Using the B-Tree index page below, explain in one to three sentences why B-Tree indexes can run range scans efficiently.

--- START Selected excerpt ---

DevDocsDev Docs
Indexing Strategies

B-Tree Indexes

Deep dive into B-Tree index structure, operations, and optimization

B-Tree (Balanced Tree) indexes are the default and most versatile index type in relational databases. Understanding how they work is essential for writing performant queries.

B-Tree Structure

Key Properties

ComponentDescription
Root PageTop of the tree, entry point for all searches
Internal PagesNavigation nodes, contain keys and child pointers
Leaf PagesContain actual index entries and row pointers
KeysIndexed column values, sorted within each page
PointersReferences to child pages or table rows

Search Operation

Insert Operation

  1. Search for correct leaf page
  2. Insert key in sorted order
  3. If page full, split page
  4. Propagate splits up the tree if needed

Delete Operation

  1. Search for key in leaf page
  2. Remove key
  3. If page less than half full, merge with neighbor
  4. Propagate merges up if needed
OperationTime ComplexityDescription
SearchO(log n)Tree height is logarithmic
InsertO(log n)Find location + possible splits
DeleteO(log n)Find location + possible merges
Range ScanO(log n + k)Find start + scan k results

For a table with 1 billion rows:

  • B-Tree height ≈ 4-5 levels
  • Any lookup requires ≈ 4-5 page reads
  • With caching, often just 1-2 disk reads

B-Tree Operations in Detail

-- Exact match uses B-Tree efficiently
SELECT * FROM users WHERE id = 12345;

Range Scan

-- B-Tree excels at range queries
SELECT * FROM orders 
WHERE created_at BETWEEN '2024-01-01' AND '2024-01-31';

Leaf Page Linking

Leaf pages are linked together, allowing efficient range scans without returning to internal pages.

-- LIKE with prefix uses B-Tree
SELECT * FROM products WHERE name LIKE 'Apple%';

-- ❌ Cannot use B-Tree (starts with wildcard)
SELECT * FROM products WHERE name LIKE '%Apple';

Index Scan Types

EXPLAIN ANALYZE
SELECT * FROM orders WHERE customer_id = 123;

-- Output:
-- Index Scan using idx_orders_customer on orders
--   Index Cond: (customer_id = 123)

--- END Selected excerpt ---
--- START Provided records ---

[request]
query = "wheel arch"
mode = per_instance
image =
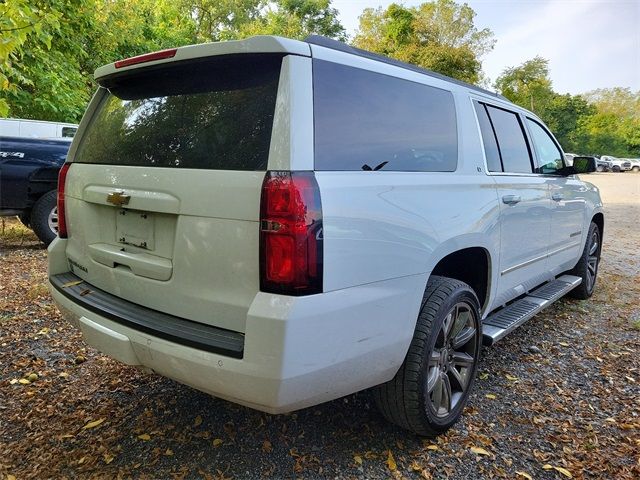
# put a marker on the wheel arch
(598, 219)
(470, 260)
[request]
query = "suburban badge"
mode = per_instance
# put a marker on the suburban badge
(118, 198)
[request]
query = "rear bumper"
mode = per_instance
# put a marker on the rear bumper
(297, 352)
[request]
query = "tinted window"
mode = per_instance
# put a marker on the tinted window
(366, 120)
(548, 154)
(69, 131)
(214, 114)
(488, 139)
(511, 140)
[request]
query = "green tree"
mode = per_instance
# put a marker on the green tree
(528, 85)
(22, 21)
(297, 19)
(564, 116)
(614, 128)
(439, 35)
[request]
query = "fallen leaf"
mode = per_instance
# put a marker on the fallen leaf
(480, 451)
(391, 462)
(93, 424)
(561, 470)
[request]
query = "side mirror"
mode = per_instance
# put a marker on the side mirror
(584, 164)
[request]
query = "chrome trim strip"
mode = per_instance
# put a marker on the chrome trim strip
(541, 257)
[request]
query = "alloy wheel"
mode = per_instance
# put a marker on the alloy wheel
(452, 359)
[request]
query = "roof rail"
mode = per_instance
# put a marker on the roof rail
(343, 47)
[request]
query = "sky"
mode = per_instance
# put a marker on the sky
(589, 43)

--- END Provided records ---
--- START Provided records ---

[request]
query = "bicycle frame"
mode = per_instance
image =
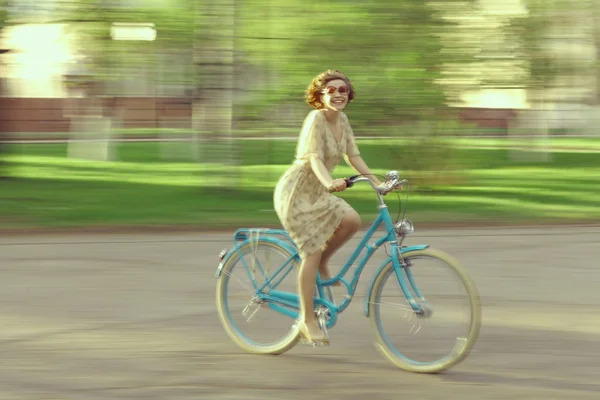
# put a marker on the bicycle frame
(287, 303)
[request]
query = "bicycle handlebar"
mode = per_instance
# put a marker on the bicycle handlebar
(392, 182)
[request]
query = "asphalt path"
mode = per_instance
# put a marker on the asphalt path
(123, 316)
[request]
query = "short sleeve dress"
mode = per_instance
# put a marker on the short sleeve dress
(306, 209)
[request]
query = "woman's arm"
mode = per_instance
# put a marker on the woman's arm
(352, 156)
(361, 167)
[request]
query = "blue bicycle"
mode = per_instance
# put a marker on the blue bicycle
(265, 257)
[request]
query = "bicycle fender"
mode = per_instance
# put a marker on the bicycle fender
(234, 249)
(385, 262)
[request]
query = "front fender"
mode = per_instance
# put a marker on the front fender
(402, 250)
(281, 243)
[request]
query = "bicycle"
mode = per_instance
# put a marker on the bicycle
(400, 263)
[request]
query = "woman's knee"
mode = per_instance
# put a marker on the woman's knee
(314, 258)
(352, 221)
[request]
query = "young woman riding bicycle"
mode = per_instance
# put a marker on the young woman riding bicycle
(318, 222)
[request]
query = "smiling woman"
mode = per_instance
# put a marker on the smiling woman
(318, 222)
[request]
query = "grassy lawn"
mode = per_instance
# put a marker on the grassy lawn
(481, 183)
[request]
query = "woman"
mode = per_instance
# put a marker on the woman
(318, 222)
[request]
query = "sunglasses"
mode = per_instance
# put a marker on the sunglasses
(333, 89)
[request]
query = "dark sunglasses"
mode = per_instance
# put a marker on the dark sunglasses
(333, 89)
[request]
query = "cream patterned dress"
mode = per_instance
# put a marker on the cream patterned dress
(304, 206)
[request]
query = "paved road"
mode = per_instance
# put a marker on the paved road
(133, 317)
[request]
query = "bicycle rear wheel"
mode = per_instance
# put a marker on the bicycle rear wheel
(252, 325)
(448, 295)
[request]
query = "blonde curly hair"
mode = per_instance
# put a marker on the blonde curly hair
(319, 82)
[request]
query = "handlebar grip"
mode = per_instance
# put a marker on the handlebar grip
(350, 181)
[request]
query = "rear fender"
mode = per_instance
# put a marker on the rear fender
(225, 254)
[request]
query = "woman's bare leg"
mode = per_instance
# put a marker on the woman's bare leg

--- END Provided records ---

_Output of the exercise_.
The leaf pages of a B-Tree are linked together. Once the search finds the starting entry, the scan can move from one leaf page to the next without going back up through the internal pages. This is why a range scan costs O(log n + k): finding the start takes O(log n), and scanning the k results follows from there.